### Soal Latihan
Ambil setiap baris dari catatan di bawah yang memuat kata "tower". Pencocokan membedakan huruf besar dan huruf kecil.

### Bahan yang Disediakan
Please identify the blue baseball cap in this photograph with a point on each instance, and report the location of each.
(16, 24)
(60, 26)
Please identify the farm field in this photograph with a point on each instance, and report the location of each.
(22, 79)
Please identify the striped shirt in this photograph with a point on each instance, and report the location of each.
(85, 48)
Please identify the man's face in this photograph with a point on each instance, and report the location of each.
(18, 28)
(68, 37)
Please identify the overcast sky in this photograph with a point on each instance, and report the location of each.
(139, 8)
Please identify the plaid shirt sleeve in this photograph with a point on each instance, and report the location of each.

...

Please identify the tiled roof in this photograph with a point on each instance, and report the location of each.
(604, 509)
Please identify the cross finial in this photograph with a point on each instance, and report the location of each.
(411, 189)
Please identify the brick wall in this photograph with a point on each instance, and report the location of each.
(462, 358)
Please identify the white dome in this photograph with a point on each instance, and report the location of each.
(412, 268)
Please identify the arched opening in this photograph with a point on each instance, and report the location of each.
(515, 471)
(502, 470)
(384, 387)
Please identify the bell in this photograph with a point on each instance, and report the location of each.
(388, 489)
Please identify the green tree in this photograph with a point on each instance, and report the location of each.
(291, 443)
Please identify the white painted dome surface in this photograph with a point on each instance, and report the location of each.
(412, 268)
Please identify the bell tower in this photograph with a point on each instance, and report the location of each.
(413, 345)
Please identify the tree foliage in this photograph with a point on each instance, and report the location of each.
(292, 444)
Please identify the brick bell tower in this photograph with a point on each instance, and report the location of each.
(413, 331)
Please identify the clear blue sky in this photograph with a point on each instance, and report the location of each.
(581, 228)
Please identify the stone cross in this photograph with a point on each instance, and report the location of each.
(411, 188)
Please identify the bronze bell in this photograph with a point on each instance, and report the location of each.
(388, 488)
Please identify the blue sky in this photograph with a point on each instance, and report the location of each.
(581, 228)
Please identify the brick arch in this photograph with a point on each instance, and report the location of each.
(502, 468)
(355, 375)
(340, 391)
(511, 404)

### Penyelesaian Soal
Please identify the bell tower in this photograph with a point on each instance, and report the location of each.
Please identify the brick bell tower in this photograph with a point on each instance, and report the location of each.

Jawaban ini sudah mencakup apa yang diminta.